[Data items]
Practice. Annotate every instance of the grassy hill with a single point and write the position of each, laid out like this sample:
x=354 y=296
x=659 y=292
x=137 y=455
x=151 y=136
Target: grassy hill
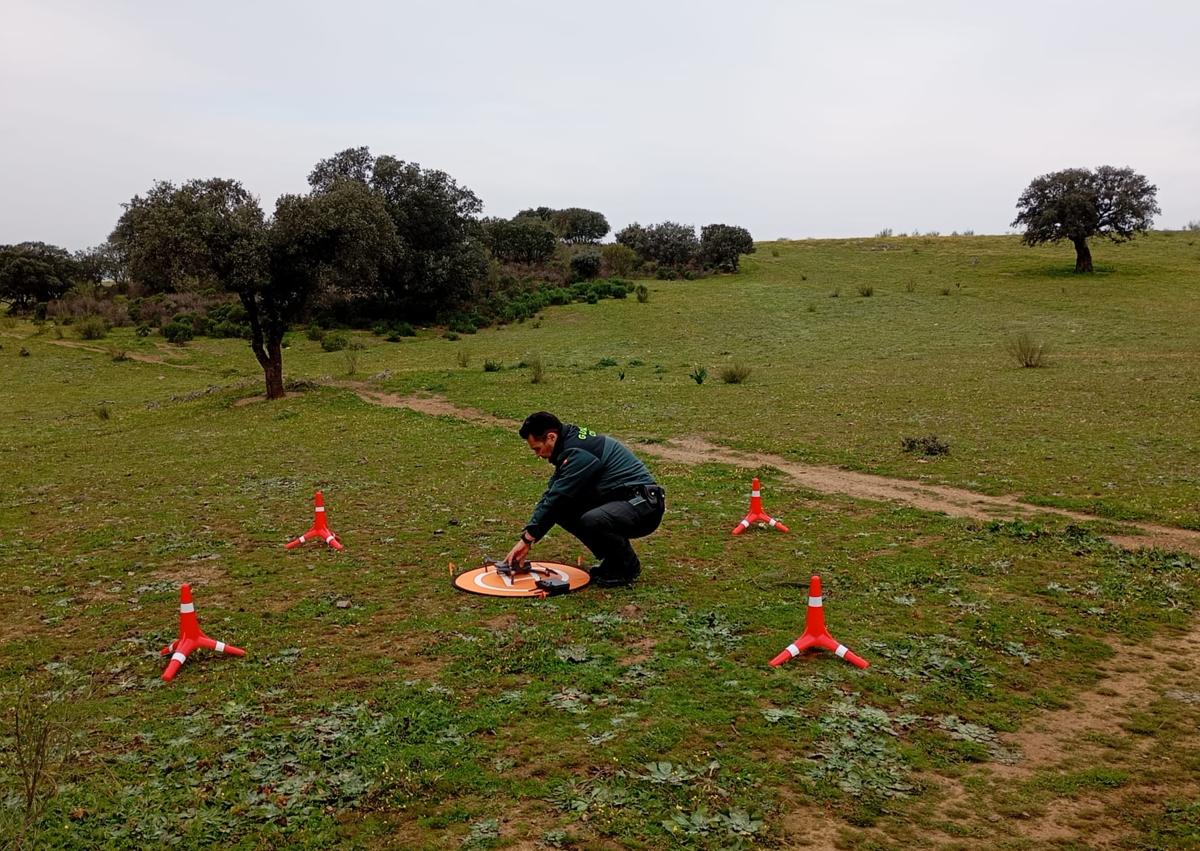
x=379 y=708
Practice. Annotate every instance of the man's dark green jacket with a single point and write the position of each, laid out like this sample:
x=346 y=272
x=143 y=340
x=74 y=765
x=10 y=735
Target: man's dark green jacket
x=587 y=468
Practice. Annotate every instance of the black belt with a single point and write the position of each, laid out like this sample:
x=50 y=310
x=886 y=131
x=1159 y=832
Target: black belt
x=652 y=492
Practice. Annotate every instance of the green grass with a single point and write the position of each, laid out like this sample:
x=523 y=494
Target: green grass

• [What is asked]
Rewrite all of the material above, replacing "instance" with "occurrence" wherever it appears and keeping everything else the same. Leave the pictures out of your answer.

• [Response below]
Practice. Annotate every occurrence of the grassy hill with a single point and write the position of each, laid out like this sample:
x=354 y=296
x=659 y=292
x=137 y=455
x=151 y=136
Target: grassy hill
x=379 y=708
Practice. Annotate every occurrence of the man's dark green jacket with a single point and write the position of each, laid out like this sample:
x=346 y=272
x=143 y=340
x=74 y=765
x=10 y=735
Target: man's dark green jacket
x=587 y=468
Practice. Annotate every occurrence of the black belt with a single point and write the position of each, laid out like this sample:
x=50 y=310
x=886 y=131
x=1159 y=832
Target: black belt
x=652 y=492
Practice. Annotate every occurrence of the green grass with a single point and write the position of each, laid out like this sample:
x=523 y=494
Target: green grass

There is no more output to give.